## Aim of the exercise
Render the records as a Markdown table with the columns Row and Line, starting at the line that contains "Please put a marker on the lamb's ear" and running through the last line of the records. Put each line in its own numbered row and skip any blank lines.

(Extracted data entries)
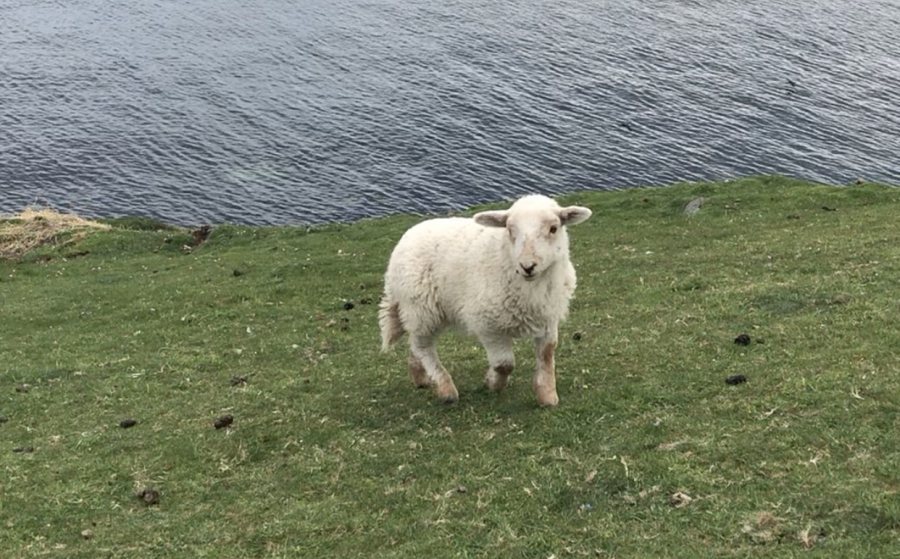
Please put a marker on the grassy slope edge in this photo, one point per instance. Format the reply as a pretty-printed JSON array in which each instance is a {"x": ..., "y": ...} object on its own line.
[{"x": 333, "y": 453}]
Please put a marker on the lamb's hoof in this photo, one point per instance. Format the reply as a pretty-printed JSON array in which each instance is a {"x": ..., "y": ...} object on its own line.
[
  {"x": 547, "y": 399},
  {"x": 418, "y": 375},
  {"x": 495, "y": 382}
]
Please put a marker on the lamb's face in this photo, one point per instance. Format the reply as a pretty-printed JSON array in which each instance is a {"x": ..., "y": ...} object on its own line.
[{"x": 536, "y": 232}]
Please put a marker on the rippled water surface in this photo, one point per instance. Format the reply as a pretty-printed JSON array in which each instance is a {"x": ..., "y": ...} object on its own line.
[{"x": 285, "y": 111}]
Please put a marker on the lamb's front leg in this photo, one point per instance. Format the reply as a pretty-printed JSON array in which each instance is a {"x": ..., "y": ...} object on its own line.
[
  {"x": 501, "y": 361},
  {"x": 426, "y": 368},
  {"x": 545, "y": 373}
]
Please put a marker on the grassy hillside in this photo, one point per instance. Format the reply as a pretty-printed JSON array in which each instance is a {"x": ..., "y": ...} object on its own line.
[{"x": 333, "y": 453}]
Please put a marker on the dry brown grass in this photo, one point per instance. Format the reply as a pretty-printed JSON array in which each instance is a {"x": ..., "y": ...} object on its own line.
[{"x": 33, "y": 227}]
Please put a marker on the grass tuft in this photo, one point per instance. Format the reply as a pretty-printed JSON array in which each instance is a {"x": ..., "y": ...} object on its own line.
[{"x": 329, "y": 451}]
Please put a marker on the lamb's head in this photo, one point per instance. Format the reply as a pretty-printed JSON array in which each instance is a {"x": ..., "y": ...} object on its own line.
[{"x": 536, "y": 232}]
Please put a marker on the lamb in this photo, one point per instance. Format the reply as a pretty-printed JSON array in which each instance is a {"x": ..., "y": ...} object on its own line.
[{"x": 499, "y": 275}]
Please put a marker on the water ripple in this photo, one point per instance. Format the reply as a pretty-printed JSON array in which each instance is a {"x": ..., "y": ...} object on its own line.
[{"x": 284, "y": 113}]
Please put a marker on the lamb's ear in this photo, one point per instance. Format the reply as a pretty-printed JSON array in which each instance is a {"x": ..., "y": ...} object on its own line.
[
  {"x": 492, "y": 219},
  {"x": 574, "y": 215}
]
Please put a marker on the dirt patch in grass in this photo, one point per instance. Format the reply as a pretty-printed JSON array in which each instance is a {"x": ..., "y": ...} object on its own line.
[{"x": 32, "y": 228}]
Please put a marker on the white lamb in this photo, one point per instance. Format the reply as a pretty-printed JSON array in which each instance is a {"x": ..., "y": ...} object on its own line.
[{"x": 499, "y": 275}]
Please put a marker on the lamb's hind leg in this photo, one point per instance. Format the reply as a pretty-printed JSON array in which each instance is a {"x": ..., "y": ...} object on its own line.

## Result
| Row | Line |
|---|---|
| 1 | Please put a marker on the lamb's ear in this photo, one point per instance. Format the reply as a pretty-printed JSON array in which each instance is a {"x": ..., "y": ...} object on its own line. |
| 2 | [ |
| 3 |   {"x": 492, "y": 219}, |
| 4 |   {"x": 574, "y": 215} |
| 5 | ] |
| 6 | Please put a marker on the dirt patch in grass in this photo, one point per instance. Format the reply as a pretty-printed JSON array in which each instance is a {"x": ..., "y": ...} object on its own line. |
| 7 | [{"x": 32, "y": 228}] |
| 8 | Please put a marker on the white lamb in this photo, one point per instance. Format the reply as a pretty-printed JSON array in which each instance is a {"x": ..., "y": ...} object on its own line. |
| 9 | [{"x": 499, "y": 275}] |
| 10 | Please put a marker on the lamb's hind leg in this photo, one point per instance. Format the reply as a pretty-printed JSON array in which each instance is a {"x": ..., "y": ...} object on its own line. |